> **Text under study**:
☆ ☆ ☆ ☆ ☆
Dr Tom Ryan, IHCA President, said: “It is a year since the IHCA expressed its serious concern that an increasing number of specialist consultant posts are being filled by doctors who are not eligible to be on the Medical Council’s Specialist Register.” Today, Dr Ryan repeated his concerns that this practice violates the most basic professional standards within the health services and he has called on Mr Simon Harris, Minister for Health to address the issue urgently.

Dr Tom Ryan said that the much greater scale of the problem, as confirmed in today’s Sunday Business Post article, is an appalling reflection on our health policy. He has called on Minister Harris to immediately end the practice of appointing doctors who are not on the specialist register to work as Specialist Consultants in our health services. It is not acceptable that doctors who do not have the essential specialist training, skills and expertise are treating patients as Specialist Consultants in our acute health services. This compromises and undermines the quality and safety of care that is provided to patients in our hospitals. The crisis in the recruitment and retention of consultants should not and cannot be resolved at the expense of patient safety.”
☆ ☆ ☆ ☆ ☆
> **Dataset content**:
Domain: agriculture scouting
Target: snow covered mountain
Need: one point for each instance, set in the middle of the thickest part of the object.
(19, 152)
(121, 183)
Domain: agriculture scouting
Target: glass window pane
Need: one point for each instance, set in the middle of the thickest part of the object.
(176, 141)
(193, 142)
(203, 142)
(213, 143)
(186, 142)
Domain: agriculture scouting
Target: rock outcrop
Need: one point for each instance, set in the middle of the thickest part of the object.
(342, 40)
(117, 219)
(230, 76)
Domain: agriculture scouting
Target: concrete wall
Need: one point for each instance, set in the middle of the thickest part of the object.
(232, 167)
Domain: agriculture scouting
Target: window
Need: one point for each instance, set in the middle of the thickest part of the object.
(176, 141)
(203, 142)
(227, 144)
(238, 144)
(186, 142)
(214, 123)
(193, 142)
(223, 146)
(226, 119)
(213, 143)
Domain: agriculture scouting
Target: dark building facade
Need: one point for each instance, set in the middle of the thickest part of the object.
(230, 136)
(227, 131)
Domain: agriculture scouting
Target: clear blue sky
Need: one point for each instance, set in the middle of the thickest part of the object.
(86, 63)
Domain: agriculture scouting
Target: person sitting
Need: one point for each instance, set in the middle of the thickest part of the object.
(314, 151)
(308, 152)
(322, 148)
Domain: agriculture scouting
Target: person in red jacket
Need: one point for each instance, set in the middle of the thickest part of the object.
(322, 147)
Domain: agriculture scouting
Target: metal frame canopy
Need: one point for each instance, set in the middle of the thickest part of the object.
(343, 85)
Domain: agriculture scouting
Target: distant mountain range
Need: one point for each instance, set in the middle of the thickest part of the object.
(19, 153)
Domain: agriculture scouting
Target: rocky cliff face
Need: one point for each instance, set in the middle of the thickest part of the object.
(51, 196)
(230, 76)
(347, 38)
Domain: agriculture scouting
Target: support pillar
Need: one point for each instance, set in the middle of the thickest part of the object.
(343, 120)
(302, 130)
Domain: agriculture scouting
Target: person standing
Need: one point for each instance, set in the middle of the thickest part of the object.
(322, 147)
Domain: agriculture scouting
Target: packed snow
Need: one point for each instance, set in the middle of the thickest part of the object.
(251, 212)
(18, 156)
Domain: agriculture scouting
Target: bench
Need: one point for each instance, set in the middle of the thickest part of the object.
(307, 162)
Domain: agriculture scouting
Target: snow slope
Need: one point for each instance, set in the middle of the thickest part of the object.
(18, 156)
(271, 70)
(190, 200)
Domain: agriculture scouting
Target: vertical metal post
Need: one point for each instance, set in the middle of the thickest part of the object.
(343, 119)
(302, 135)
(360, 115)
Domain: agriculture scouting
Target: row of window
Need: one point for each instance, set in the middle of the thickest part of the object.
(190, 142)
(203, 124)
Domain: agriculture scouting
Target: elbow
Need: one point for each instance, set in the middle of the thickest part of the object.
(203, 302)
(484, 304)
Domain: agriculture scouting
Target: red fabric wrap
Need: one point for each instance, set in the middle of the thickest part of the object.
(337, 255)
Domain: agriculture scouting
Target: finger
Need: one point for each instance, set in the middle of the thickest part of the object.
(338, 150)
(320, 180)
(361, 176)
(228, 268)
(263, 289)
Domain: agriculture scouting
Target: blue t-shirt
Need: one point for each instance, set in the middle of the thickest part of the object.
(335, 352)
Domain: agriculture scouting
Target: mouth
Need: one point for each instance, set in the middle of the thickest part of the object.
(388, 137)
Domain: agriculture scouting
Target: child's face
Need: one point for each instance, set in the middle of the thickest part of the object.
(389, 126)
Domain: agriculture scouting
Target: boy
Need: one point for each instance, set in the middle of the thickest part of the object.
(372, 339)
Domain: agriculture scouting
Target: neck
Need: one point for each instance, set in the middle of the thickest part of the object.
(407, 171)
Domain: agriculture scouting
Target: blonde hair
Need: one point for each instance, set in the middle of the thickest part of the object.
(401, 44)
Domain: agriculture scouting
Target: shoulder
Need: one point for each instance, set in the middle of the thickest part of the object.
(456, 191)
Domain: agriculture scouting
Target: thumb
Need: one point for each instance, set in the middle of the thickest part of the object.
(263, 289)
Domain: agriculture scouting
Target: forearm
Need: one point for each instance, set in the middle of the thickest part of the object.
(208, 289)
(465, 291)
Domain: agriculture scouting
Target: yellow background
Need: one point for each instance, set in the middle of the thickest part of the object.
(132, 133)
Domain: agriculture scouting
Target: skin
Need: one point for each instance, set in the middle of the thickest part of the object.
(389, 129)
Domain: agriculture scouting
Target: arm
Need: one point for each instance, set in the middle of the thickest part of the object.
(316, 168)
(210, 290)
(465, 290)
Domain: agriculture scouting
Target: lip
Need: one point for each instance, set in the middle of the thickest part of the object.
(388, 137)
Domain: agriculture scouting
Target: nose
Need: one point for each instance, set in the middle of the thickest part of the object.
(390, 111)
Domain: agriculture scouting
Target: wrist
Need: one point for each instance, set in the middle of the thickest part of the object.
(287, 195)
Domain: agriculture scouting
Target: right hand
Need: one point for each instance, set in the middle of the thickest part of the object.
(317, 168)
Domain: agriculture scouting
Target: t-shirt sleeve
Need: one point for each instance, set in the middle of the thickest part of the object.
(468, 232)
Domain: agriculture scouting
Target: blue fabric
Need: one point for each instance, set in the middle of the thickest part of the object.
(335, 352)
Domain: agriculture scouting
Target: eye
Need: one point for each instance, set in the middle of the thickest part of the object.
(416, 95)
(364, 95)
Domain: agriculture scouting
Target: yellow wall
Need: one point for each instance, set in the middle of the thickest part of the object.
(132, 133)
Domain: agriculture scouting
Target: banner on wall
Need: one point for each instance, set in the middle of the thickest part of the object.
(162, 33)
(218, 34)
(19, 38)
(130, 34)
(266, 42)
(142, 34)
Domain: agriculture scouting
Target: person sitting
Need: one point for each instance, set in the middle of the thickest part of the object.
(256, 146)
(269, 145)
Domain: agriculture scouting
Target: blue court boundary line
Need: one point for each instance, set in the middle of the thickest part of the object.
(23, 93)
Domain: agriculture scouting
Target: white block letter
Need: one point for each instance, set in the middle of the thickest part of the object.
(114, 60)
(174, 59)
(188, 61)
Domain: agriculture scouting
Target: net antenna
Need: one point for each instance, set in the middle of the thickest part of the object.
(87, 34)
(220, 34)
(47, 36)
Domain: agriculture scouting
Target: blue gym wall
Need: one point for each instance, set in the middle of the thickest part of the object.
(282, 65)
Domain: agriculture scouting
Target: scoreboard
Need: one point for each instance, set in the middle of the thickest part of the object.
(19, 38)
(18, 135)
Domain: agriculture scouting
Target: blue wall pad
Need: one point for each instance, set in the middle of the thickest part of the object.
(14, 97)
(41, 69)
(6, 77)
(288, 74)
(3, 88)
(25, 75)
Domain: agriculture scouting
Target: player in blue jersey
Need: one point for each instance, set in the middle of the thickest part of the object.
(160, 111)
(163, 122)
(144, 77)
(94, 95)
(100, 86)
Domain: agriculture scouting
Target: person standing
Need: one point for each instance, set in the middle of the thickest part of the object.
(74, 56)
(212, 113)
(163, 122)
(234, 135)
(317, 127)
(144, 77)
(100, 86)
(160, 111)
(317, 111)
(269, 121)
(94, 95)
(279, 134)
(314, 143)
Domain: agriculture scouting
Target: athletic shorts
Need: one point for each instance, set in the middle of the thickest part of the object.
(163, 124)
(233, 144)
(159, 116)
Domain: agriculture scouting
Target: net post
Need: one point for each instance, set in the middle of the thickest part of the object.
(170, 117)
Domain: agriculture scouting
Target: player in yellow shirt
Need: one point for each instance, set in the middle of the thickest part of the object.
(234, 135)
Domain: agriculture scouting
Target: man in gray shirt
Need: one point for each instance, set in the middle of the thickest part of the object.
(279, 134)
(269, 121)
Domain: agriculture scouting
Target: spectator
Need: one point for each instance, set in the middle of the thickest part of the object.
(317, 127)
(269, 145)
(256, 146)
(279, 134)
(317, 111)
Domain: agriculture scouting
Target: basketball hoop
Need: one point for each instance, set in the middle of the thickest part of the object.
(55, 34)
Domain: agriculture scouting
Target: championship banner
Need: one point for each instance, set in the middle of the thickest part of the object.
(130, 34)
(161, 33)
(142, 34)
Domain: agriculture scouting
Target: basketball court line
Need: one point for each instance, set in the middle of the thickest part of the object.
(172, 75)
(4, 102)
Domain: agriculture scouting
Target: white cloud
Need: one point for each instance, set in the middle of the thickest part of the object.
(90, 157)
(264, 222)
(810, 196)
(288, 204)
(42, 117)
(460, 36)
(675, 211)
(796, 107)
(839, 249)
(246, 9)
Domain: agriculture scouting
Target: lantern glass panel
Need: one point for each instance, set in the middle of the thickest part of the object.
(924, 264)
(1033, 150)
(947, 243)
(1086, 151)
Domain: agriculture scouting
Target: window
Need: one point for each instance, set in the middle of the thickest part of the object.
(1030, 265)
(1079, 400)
☆ ☆ ☆ ☆ ☆
> **Your instructions**: Please write out the whole statement on specialist consultant posts, word for word. The rows have no role in this exercise.

> **Task answer**:
Dr Tom Ryan, IHCA President, said: “It is a year since the IHCA expressed its serious concern that an increasing number of specialist consultant posts are being filled by doctors who are not eligible to be on the Medical Council’s Specialist Register.” Today, Dr Ryan repeated his concerns that this practice violates the most basic professional standards within the health services and he has called on Mr Simon Harris, Minister for Health to address the issue urgently.

Dr Tom Ryan said that the much greater scale of the problem, as confirmed in today’s Sunday Business Post article, is an appalling reflection on our health policy. He has called on Minister Harris to immediately end the practice of appointing doctors who are not on the specialist register to work as Specialist Consultants in our health services. It is not acceptable that doctors who do not have the essential specialist training, skills and expertise are treating patients as Specialist Consultants in our acute health services. This compromises and undermines the quality and safety of care that is provided to patients in our hospitals. The crisis in the recruitment and retention of consultants should not and cannot be resolved at the expense of patient safety.”